==== Rows

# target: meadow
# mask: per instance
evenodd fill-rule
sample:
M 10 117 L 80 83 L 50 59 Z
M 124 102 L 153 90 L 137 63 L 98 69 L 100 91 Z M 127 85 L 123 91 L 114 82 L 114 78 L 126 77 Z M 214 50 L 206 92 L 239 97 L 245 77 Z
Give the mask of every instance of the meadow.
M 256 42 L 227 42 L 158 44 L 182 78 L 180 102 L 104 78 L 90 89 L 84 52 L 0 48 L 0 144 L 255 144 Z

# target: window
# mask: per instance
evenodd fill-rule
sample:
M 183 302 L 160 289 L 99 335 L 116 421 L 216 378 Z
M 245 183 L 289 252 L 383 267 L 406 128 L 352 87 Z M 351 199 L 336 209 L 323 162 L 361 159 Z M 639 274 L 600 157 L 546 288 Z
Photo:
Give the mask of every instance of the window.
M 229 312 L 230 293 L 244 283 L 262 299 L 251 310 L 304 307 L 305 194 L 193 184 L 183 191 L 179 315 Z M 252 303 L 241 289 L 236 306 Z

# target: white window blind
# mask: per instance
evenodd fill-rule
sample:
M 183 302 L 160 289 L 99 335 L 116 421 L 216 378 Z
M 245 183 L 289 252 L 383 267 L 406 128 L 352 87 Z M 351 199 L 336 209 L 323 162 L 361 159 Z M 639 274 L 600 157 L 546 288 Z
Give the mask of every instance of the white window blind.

========

§ **Given instruction**: Format the lines of these items as a numbered list, leaving out any blank lines.

§ **Solution for this problem**:
1. # target: meadow
2. # mask: per instance
3. evenodd fill-rule
4. sample:
5. M 10 117 L 80 83 L 50 59 Z
6. M 124 102 L 153 90 L 137 63 L 98 69 L 100 91 Z M 127 85 L 123 91 L 114 82 L 114 78 L 126 77 Z M 214 50 L 206 92 L 239 97 L 245 77 Z
7. Give the mask of every instance of the meadow.
8. M 256 42 L 227 42 L 158 44 L 182 78 L 180 102 L 104 78 L 90 89 L 84 52 L 0 48 L 0 144 L 255 144 Z
9. # target: window
10. # mask: per instance
11. evenodd fill-rule
12. sample:
13. M 183 302 L 160 289 L 99 335 L 116 421 L 216 378 Z
14. M 245 183 L 289 252 L 383 267 L 406 128 L 352 87 Z M 351 199 L 336 209 L 323 162 L 361 159 Z M 639 274 L 600 157 L 546 288 Z
15. Photo:
16. Give the mask of every instance of the window.
17. M 229 312 L 230 293 L 244 283 L 262 299 L 251 310 L 304 307 L 305 194 L 193 184 L 183 191 L 179 315 Z M 252 303 L 241 289 L 236 306 Z
18. # target: white window blind
19. # mask: per instance
20. evenodd fill-rule
21. sample:
22. M 183 302 L 160 289 L 99 335 L 116 421 L 216 378 Z
23. M 245 183 L 289 252 L 383 267 L 406 128 L 352 87 Z M 351 199 L 336 209 L 323 162 L 361 159 Z M 639 274 L 600 157 L 546 288 Z
24. Give the mask of every instance of the white window blind.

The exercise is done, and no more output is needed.